Exercise aim:
Could the data below be copied exactly, minus the pictures?

Data for analysis Block Start

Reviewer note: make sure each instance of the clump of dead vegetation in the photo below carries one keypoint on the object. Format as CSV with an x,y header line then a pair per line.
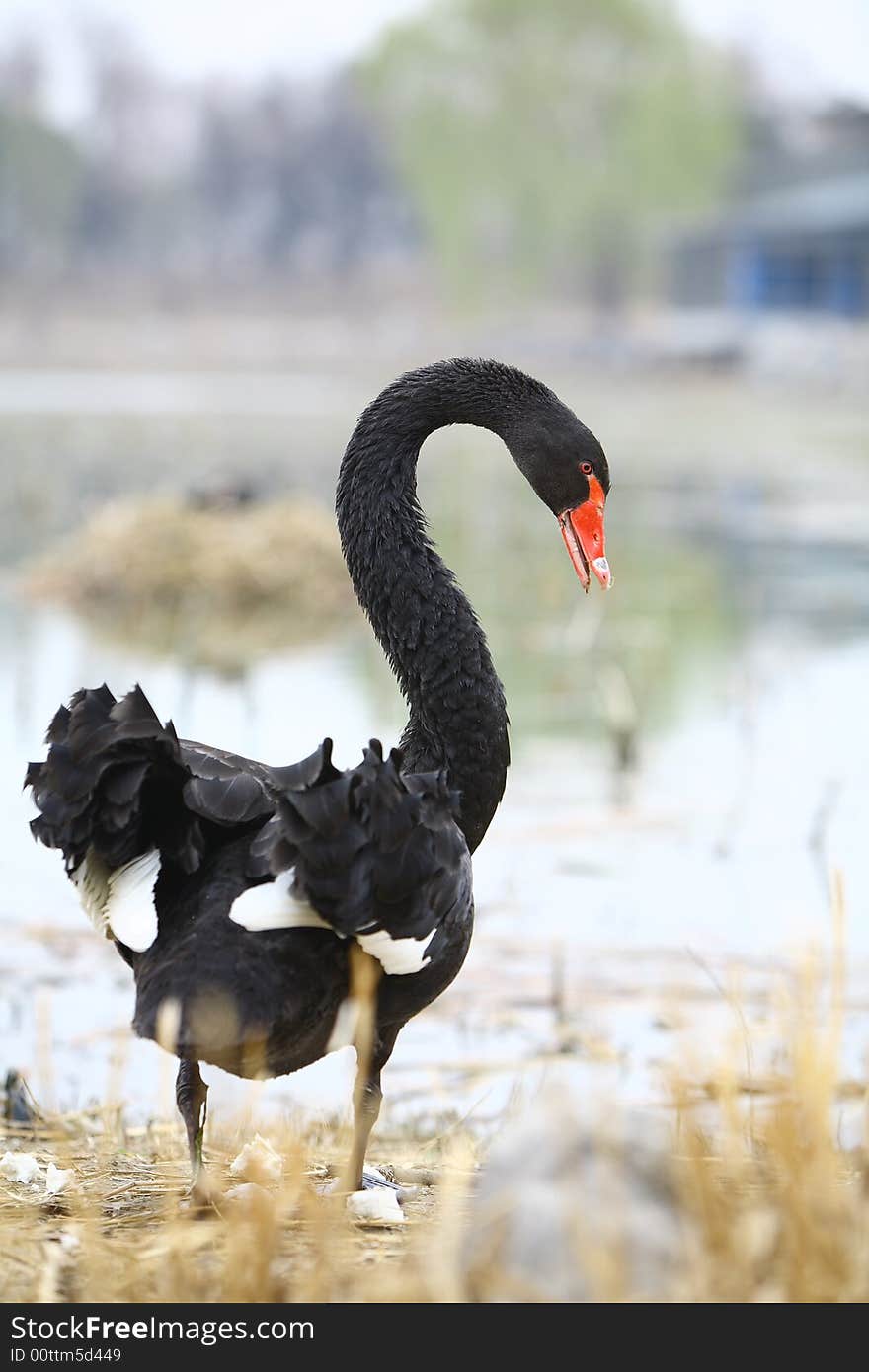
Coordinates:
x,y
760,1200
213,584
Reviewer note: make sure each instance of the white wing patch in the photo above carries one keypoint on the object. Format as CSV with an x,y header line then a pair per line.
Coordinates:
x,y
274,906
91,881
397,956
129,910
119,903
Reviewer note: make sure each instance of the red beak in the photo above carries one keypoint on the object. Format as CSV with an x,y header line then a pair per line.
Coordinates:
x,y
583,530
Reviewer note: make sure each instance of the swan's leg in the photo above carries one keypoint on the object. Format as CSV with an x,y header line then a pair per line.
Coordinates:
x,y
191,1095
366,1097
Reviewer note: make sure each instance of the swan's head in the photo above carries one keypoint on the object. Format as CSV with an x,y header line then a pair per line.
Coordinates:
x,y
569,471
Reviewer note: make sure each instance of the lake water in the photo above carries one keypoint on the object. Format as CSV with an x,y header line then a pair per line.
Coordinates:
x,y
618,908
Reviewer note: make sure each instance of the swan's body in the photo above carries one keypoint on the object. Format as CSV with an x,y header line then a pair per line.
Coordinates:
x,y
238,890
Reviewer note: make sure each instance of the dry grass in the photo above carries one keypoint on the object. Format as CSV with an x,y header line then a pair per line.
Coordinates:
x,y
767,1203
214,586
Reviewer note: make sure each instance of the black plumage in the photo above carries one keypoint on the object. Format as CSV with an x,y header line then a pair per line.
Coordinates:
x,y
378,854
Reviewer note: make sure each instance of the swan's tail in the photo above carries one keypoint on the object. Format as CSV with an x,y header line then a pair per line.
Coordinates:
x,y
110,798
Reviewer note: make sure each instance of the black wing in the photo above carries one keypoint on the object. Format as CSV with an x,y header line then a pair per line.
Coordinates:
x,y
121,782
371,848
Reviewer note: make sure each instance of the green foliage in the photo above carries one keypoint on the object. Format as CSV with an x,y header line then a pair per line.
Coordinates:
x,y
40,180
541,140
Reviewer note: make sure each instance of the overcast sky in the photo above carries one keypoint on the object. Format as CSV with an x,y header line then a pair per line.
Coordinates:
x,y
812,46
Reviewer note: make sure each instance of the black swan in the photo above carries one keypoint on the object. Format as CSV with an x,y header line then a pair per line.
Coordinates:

Data for analysis Block End

Reply to the task:
Reviewer note: make sure each instance of the clump of dead vegetation in the photo below carries one keypoint on the object. Format as CSV with an x,y header line then a pair per line.
Coordinates:
x,y
760,1200
213,584
Reviewer note: make sure each instance of the white wing patch in the photo above carries one keypoint on the object. Format as CSV with an x,y header line then a pair per line.
Coordinates:
x,y
274,906
91,881
397,956
129,910
119,903
Reviewer note: make sure each instance of the red beak in the photo above carries one keypoint on the object. Format as CSV with an x,y header line then a pair per line.
Coordinates:
x,y
583,530
Reviewer note: make sure each instance of the swan's leg in the photo above carries one keypoint on the object. Format as CSV with an x,y header line then a pair per line.
Coordinates:
x,y
191,1095
366,1097
Reviewer note: make sure each instance of the swan's head in the photo above carries one keypoint on the object. Format as CSV with an x,y header line then a pair per line.
Coordinates:
x,y
569,471
Reviewer note: make sure each instance of the lake water in the photo above carries one keypoint on the object. Format as CSV with an x,y header line then a pair per line.
Coordinates:
x,y
618,908
Reviewer note: make sure each instance of the swan's body in the photo above carries one keypoint on the object. Format as CSV with an x,y header line then a pair per line.
Coordinates:
x,y
238,890
Reviewer note: make sure each instance of the dry grass in the photo above carries one keypoint on the object. Format as CSV with an x,y header line then a pair per line.
Coordinates:
x,y
767,1203
214,586
Reviewer note: make sure each instance of the black plumage in the photo above carries one keypoint on the object. Format as CSV with an x,y header line then a pair per line.
Coordinates:
x,y
378,854
Reviewer note: make sure each instance of the swan's tail in the photo above carries one keypoint on the object. Format as CSV with an x,y header line then a pair per line.
Coordinates:
x,y
110,798
Reviewer note: make sure each instance of the black wing in the photo above carries one keypoint on the object. Format as CSV with an x,y header line then a pair per line.
Coordinates:
x,y
121,782
371,848
Reviewer note: make sure each instance of the green foliage in the photo above carries one keypoint on the object. Format as CSV with an x,y header line then a pair per line.
Coordinates:
x,y
40,180
541,140
Reviewer note: make sure each instance of the overcast sky in the photo above carries one keypoint on the object. Format as CSV with an x,y header line then a pair per line.
Coordinates:
x,y
812,46
Reviewer note: make sure each instance of the black swan in the photo above carries one keypoint on the object. Format as CSV with an x,y header line then a pair per line.
Coordinates:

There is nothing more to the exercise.